** START OF Data in this exercise **

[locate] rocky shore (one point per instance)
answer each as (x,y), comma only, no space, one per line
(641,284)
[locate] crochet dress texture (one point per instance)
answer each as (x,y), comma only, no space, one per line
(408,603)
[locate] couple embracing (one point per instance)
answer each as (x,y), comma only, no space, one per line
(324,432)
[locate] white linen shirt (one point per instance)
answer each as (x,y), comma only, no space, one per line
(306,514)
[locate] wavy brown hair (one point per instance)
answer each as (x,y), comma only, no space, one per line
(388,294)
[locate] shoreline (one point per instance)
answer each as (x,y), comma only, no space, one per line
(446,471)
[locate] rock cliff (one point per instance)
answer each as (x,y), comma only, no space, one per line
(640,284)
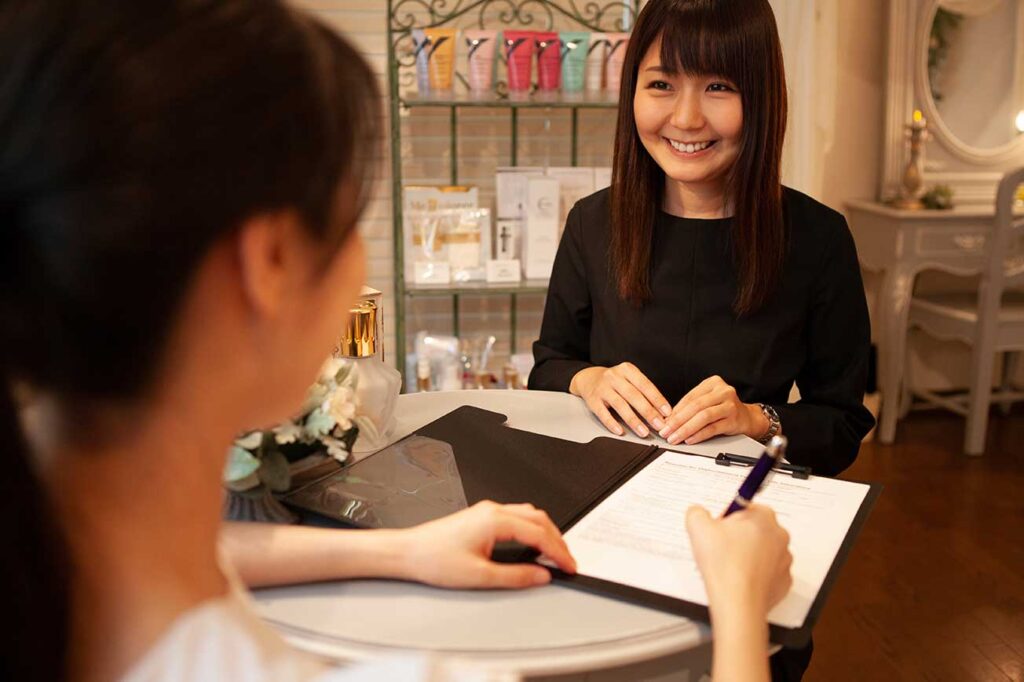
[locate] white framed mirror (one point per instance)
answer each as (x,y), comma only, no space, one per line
(962,64)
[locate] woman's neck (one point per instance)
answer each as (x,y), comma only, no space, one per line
(140,513)
(691,200)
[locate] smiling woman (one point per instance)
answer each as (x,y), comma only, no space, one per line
(688,298)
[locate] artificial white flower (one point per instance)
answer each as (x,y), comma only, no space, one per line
(336,449)
(250,440)
(341,406)
(318,423)
(287,433)
(314,397)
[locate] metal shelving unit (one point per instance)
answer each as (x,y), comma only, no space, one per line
(403,15)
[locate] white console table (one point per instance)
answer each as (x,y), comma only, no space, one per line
(899,244)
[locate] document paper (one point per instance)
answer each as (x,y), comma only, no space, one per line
(637,536)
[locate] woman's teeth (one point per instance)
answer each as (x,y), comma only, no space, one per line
(689,147)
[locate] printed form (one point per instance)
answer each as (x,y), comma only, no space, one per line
(637,536)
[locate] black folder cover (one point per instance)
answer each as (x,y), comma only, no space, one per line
(567,479)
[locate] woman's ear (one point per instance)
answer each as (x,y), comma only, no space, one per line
(269,256)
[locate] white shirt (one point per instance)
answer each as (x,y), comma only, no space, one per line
(223,639)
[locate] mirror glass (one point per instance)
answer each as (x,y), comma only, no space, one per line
(976,70)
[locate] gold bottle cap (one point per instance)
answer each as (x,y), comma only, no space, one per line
(359,338)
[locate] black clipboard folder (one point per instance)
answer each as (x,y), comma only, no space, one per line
(566,479)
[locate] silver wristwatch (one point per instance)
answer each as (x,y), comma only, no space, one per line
(774,426)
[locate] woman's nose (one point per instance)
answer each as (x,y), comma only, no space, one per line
(687,114)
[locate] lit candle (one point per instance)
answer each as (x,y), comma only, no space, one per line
(919,120)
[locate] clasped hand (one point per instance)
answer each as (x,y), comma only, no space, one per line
(713,408)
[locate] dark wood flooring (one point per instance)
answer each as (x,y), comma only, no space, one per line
(934,589)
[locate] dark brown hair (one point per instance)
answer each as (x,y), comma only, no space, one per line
(134,136)
(737,40)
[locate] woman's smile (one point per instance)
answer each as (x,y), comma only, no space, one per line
(691,150)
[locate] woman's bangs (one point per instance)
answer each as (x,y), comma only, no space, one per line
(699,39)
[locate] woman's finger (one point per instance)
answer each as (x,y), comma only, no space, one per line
(547,542)
(540,517)
(647,388)
(714,429)
(701,388)
(684,414)
(513,576)
(702,419)
(638,401)
(601,412)
(625,412)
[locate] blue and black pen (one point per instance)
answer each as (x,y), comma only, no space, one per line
(774,452)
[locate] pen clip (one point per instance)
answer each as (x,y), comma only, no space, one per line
(795,470)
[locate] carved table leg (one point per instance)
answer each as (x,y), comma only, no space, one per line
(894,304)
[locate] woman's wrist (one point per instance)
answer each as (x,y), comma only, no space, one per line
(579,379)
(759,423)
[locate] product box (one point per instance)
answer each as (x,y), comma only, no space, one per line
(540,241)
(574,182)
(427,221)
(510,189)
(507,231)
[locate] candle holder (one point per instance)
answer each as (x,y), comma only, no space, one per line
(912,182)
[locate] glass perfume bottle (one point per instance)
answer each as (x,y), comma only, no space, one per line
(377,385)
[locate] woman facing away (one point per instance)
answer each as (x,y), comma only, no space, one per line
(688,298)
(179,183)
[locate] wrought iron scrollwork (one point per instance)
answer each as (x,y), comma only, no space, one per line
(594,15)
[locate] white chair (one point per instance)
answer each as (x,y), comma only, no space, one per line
(990,323)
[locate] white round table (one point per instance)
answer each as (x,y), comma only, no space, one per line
(552,630)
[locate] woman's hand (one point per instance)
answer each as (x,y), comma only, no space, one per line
(455,551)
(744,559)
(625,389)
(713,409)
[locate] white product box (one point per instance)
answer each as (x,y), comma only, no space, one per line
(602,177)
(507,232)
(510,189)
(424,240)
(573,183)
(504,270)
(541,230)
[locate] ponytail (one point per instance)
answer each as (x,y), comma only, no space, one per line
(34,570)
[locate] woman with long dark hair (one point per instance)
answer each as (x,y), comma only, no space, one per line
(688,298)
(179,183)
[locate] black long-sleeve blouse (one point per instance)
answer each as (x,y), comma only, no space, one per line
(813,331)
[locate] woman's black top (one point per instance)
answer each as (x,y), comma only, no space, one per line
(813,331)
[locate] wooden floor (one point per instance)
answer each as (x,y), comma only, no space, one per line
(934,589)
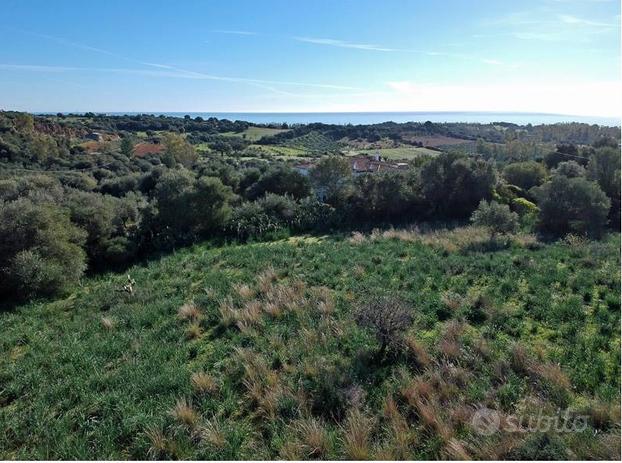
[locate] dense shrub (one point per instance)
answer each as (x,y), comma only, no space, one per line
(388,318)
(570,169)
(187,208)
(40,249)
(111,225)
(497,218)
(572,205)
(453,185)
(280,180)
(525,174)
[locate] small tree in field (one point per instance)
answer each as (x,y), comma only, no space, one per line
(497,218)
(387,317)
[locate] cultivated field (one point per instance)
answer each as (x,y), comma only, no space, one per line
(252,351)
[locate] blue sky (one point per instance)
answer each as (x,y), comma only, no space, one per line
(455,55)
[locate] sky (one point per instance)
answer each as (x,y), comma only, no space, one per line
(553,56)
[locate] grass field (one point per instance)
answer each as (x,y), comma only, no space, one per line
(255,133)
(278,150)
(405,152)
(251,351)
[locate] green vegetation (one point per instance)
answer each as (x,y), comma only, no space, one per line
(255,133)
(253,351)
(166,300)
(403,152)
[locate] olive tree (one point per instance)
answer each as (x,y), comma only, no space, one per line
(497,218)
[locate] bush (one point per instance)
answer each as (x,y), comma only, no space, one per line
(280,180)
(572,205)
(40,250)
(454,185)
(497,218)
(570,169)
(525,175)
(188,208)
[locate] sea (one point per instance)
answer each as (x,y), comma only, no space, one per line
(356,118)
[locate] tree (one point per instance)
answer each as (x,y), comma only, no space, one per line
(604,168)
(127,146)
(182,151)
(574,205)
(497,218)
(388,317)
(570,169)
(24,122)
(453,185)
(525,175)
(40,249)
(329,177)
(280,180)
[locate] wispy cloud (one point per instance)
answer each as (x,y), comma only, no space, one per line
(547,26)
(163,70)
(173,72)
(569,19)
(343,44)
(234,32)
(593,98)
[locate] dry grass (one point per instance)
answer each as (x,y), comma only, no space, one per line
(603,415)
(292,451)
(203,383)
(183,413)
(250,313)
(356,238)
(357,434)
(454,450)
(401,438)
(158,443)
(416,349)
(107,323)
(313,435)
(194,331)
(189,311)
(244,291)
(265,279)
(451,300)
(213,434)
(228,313)
(450,348)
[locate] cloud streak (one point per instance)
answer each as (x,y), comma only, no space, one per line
(343,44)
(234,32)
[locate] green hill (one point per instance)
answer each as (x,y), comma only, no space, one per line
(252,351)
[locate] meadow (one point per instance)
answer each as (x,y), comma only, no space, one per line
(251,351)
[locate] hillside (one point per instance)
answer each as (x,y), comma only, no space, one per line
(252,351)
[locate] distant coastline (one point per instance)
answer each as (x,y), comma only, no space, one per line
(379,117)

** END OF Data in this exercise **

# The task:
Reproduce every record word for word. The copy must contain no pictures.

# Exercise output:
[locate] rocky shore (one point per instance)
answer each as (x,y), comma only, no space, one per line
(641,284)
[locate] crochet dress texture (one point per instance)
answer each as (x,y), comma only, no space, one per line
(408,603)
[locate] couple embracing (one point per instance)
answer each as (x,y), comma only, no space, one per line
(324,432)
[locate] white linen shirt (one point per instance)
answer each as (x,y), comma only, no space, one per line
(306,514)
[locate] wavy brown hair (one point per instance)
answer each as (x,y), comma only, no space, one per line
(388,294)
[locate] shoreline (one point per instance)
answer each as (x,y), comma only, no space, one per line
(446,471)
[locate] rock cliff (one point per instance)
answer each as (x,y), comma only, no space, one per line
(640,284)
[locate] white framed mirror (one point per instance)
answer each as (x,y), comma only, no space, one per line
(962,64)
[locate] woman's neck (one point per instance)
answer each as (x,y), comma only, no space, one per line
(140,513)
(691,200)
[locate] smiling woman (one point per instance)
answer each as (x,y), comma only, no space, one per line
(688,298)
[locate] artificial white flower (one point per instance)
answer each as (x,y), comma only, no space, one per line
(336,449)
(250,440)
(341,406)
(318,423)
(287,433)
(314,397)
[locate] metal shelving unit (one point per instance)
answer each as (x,y), comma only, no space, one per line
(403,15)
[locate] white console table (one point per instance)
answer each as (x,y), comma only, no space, one per line
(899,244)
[locate] document paper (one point per instance)
answer each as (x,y), comma only, no space, one per line
(637,536)
[locate] woman's teeth (one point per instance)
answer each as (x,y), comma only, no space, one per line
(689,147)
[locate] printed form (one point per instance)
answer each as (x,y), comma only, no space, one per line
(637,536)
[locate] black folder cover (one point per instance)
answer each as (x,y), comma only, no space, one per line
(567,479)
[locate] woman's ear (one point per instance)
answer each as (x,y), comma only, no space, one per line
(269,256)
[locate] white shirt (one point per instance)
answer each as (x,y), comma only, no space, one per line
(223,639)
[locate] mirror glass (one point per instance)
answer each as (x,y), comma only, no space, one per line
(976,70)
[locate] gold bottle cap (one point per instance)
answer each as (x,y), comma only, no space, one per line
(359,338)
[locate] black clipboard folder (one point per instance)
answer each as (x,y), comma only, no space, one per line
(566,479)
[locate] silver wristwatch (one point per instance)
answer each as (x,y), comma only, no space, one per line
(774,426)
[locate] woman's nose (one point per instance)
answer each as (x,y), comma only, no space, one per line
(687,114)
[locate] lit candle (one point per instance)
answer each as (x,y), comma only, no space, one per line
(919,120)
[locate] clasped hand (one point per instance)
answer each as (x,y), comma only, no space, one per line
(713,408)
[locate] dark wood flooring (one point per instance)
answer each as (x,y), comma only, no space, one per line
(934,589)
[locate] dark brown hair (one point per instance)
answer each as (x,y), comma only, no space, one per line
(134,136)
(737,40)
[locate] woman's smile (one point per instance)
answer each as (x,y), comma only, no space, one per line
(691,150)
[locate] woman's bangs (one point per instance)
answer each as (x,y), comma only, no space, one per line
(699,39)
[locate] woman's finger (one point per instance)
answer each as (x,y), comma only, no space, one per line
(547,542)
(540,517)
(647,388)
(714,429)
(701,388)
(684,414)
(513,576)
(702,419)
(638,401)
(601,412)
(625,412)
[locate] blue and black pen (one point per instance)
answer each as (x,y), comma only, no space, one per line
(774,452)
[locate] pen clip (one point per instance)
answer each as (x,y), comma only, no space, one per line
(795,470)
[locate] carved table leg (one point per instance)
answer each as (x,y), comma only, no space, one per line
(894,304)
[locate] woman's wrist (one point per instance)
answer each as (x,y), comma only, no space, one per line
(579,379)
(759,423)
[locate] product box (one point per instance)
answer each as (x,y), comma only, no space, one per line
(540,241)
(574,182)
(427,221)
(510,189)
(507,231)
[locate] candle holder (one point per instance)
answer each as (x,y), comma only, no space, one per line
(912,182)
[locate] glass perfume bottle (one point per instance)
answer each as (x,y), comma only, no space, one per line
(377,385)
[locate] woman facing away (one point per instance)
answer each as (x,y), comma only, no space, one per line
(688,298)
(179,183)
[locate] wrought iron scrollwork (one point per instance)
answer each as (x,y), comma only, no space, one per line
(594,15)
[locate] white chair (one point per instance)
answer each as (x,y), comma only, no space, one per line
(990,323)
[locate] white round table (one point per instance)
answer each as (x,y), comma only, no space, one per line
(552,630)
[locate] woman's hand (one point per instance)
answer each as (x,y), comma only, no space, one per line
(455,551)
(744,559)
(625,389)
(713,409)
[locate] white product box (one point per instance)
answer each as (x,y), comma only, no space, one per line
(602,177)
(507,232)
(510,189)
(424,240)
(573,183)
(504,270)
(541,230)
[locate] ponytail (one point per instance)
answer each as (x,y), comma only, no space, one per line
(34,570)
[locate] woman with long dark hair (one point per instance)
answer each as (x,y), comma only, no space, one per line
(688,298)
(179,183)
[locate] black long-sleeve blouse (one point per instance)
answer each as (x,y), comma only, no space, one per line
(813,331)
[locate] woman's black top (one point per instance)
answer each as (x,y), comma only, no space, one per line
(813,331)
[locate] wooden floor (one point per instance)
answer each as (x,y), comma only, no space, one per line
(934,589)
[locate] dense shrub (one point per instance)
answer each as (x,y), comma only, no space, one per line
(388,318)
(570,169)
(187,208)
(40,249)
(111,225)
(497,218)
(572,205)
(453,185)
(280,180)
(525,174)
[locate] small tree in field (one point per instance)
answer each as (x,y), comma only, no space, one per line
(497,218)
(387,317)
[locate] cultivated field (one point per instance)
answer each as (x,y), comma only, no space, one per line
(252,351)
[locate] blue sky (one point per instance)
answer each as (x,y), comma only, no space, one per line
(455,55)
[locate] sky (one point per instance)
answer each as (x,y), comma only, no space, one per line
(553,56)
[locate] grass field (one point per instance)
answer each as (x,y), comma only, no space, one per line
(255,133)
(278,150)
(405,152)
(251,351)
[locate] green vegetation (one point per instance)
answer each as (x,y), comma only, no space, one per line
(255,133)
(253,351)
(166,300)
(403,152)
[locate] olive tree (one point per instance)
answer each as (x,y), comma only, no space, one per line
(497,218)
[locate] bush (one point per instance)
answer each as (x,y), comma only, no space, one per line
(280,180)
(572,205)
(40,250)
(454,185)
(497,218)
(570,169)
(525,175)
(188,208)
[locate] sea (one point per instance)
answer each as (x,y), comma only, no space, one per line
(356,118)
[locate] tree (one point per instance)
answer each as (x,y), comma only, no space, one per line
(604,168)
(127,146)
(182,151)
(574,205)
(497,218)
(388,317)
(570,169)
(24,122)
(453,185)
(525,175)
(40,249)
(329,177)
(280,180)
[locate] wispy cloud (one point per instance)
answer each as (x,y), comma only, no space, one per line
(547,26)
(163,70)
(173,72)
(569,19)
(343,44)
(234,32)
(593,98)
[locate] dry grass (one point per instance)
answer each as (x,y), comma only, no space, one per line
(603,415)
(292,451)
(203,383)
(183,413)
(250,313)
(356,238)
(357,434)
(454,450)
(401,438)
(158,443)
(416,349)
(107,323)
(313,435)
(194,331)
(189,311)
(244,291)
(265,279)
(451,300)
(213,434)
(228,313)
(450,348)
[locate] cloud streak (one point per instance)
answer each as (x,y), comma only, no space, one per line
(343,44)
(234,32)
[locate] green hill (one point per instance)
answer each as (x,y), comma only, no space, one per line
(252,351)
[locate] meadow (one point per instance)
answer each as (x,y), comma only, no space, one per line
(251,351)
[locate] hillside (one point per instance)
answer each as (x,y), comma only, no space, one per line
(252,351)
[locate] distant coastline (one point per instance)
answer each as (x,y), comma only, no space, one per line
(379,117)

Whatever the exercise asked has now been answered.